[Region segmentation data]
════
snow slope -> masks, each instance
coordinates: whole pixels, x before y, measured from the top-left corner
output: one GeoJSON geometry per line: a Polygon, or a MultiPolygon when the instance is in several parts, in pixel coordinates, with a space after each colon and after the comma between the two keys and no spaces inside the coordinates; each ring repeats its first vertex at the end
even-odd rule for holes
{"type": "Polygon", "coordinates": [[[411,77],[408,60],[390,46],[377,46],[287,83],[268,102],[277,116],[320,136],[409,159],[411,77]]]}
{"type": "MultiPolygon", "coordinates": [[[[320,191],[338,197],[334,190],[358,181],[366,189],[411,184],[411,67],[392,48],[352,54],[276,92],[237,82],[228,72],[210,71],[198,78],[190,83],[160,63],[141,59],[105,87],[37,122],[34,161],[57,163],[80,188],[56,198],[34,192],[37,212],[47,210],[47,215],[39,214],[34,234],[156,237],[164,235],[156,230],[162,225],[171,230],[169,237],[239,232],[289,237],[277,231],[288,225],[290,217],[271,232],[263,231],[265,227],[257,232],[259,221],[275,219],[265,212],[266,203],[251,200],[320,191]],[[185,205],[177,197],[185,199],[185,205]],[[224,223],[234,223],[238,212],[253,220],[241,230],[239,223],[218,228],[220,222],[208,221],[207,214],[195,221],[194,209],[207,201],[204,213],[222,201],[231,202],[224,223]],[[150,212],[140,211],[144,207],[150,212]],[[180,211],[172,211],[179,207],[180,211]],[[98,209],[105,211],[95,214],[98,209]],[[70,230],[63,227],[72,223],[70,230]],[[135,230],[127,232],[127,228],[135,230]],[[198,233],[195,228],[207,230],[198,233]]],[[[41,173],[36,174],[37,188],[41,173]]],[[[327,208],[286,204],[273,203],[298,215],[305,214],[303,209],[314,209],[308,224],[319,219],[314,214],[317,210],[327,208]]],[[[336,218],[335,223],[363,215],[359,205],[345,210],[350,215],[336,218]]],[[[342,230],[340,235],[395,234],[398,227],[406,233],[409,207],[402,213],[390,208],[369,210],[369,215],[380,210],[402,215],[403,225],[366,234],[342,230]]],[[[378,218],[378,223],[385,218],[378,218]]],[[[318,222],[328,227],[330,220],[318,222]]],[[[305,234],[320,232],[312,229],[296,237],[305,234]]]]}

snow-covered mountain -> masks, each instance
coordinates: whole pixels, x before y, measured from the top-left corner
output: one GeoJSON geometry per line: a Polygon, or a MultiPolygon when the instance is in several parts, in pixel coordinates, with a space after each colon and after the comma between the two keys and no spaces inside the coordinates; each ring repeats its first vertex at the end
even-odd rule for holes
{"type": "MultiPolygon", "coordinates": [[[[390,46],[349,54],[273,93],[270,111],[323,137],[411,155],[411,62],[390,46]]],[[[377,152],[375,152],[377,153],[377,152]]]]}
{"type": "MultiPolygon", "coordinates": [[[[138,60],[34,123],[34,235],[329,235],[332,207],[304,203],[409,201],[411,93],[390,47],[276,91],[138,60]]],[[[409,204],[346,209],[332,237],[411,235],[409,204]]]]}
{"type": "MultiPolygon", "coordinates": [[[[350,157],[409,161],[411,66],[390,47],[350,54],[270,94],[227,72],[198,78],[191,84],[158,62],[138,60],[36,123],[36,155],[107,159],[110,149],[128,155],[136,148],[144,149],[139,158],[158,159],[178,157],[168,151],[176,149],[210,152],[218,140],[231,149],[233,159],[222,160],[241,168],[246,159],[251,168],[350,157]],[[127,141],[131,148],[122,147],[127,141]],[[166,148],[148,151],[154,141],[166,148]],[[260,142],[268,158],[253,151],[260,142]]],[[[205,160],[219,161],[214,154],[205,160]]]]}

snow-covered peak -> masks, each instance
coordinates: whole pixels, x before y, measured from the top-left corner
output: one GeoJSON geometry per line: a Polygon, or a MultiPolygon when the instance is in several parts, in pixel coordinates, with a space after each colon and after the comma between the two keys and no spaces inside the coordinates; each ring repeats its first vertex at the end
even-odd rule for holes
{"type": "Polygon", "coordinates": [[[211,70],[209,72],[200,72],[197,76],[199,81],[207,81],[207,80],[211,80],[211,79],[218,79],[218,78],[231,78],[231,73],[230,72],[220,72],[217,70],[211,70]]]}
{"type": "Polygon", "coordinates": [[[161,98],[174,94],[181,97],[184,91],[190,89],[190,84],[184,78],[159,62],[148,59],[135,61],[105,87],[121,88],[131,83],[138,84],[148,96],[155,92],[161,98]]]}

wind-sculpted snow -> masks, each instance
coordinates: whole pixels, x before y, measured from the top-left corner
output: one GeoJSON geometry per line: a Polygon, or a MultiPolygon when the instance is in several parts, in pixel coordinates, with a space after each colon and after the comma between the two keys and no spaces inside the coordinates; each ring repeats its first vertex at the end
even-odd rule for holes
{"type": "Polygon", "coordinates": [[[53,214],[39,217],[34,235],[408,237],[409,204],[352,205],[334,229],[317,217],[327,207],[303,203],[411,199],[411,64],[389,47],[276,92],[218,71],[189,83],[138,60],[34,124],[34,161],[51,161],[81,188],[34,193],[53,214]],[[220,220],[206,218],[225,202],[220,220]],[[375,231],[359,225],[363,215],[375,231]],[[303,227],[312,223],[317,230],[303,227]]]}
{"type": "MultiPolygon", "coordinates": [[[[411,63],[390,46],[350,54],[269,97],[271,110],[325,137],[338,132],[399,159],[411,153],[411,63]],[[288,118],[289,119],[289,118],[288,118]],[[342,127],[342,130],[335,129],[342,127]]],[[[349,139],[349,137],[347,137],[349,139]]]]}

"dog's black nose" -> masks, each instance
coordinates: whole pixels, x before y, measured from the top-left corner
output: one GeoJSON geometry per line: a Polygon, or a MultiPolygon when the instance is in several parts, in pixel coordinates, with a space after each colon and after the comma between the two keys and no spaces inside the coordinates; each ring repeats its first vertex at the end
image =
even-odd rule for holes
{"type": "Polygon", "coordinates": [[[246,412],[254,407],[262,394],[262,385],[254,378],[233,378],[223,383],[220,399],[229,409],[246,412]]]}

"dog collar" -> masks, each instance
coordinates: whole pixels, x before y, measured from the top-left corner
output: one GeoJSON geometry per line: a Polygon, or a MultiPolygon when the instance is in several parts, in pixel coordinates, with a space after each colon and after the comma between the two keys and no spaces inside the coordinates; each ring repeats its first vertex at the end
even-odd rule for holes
════
**DIRECTION:**
Pull out every line of the records above that contains the string "masks", matching case exactly.

**TASK RESPONSE:**
snow slope -> masks, each instance
snow-covered mountain -> masks, each instance
snow-covered peak -> masks, each instance
wind-sculpted snow -> masks, each instance
"dog's black nose" -> masks, each instance
"dog collar" -> masks, each instance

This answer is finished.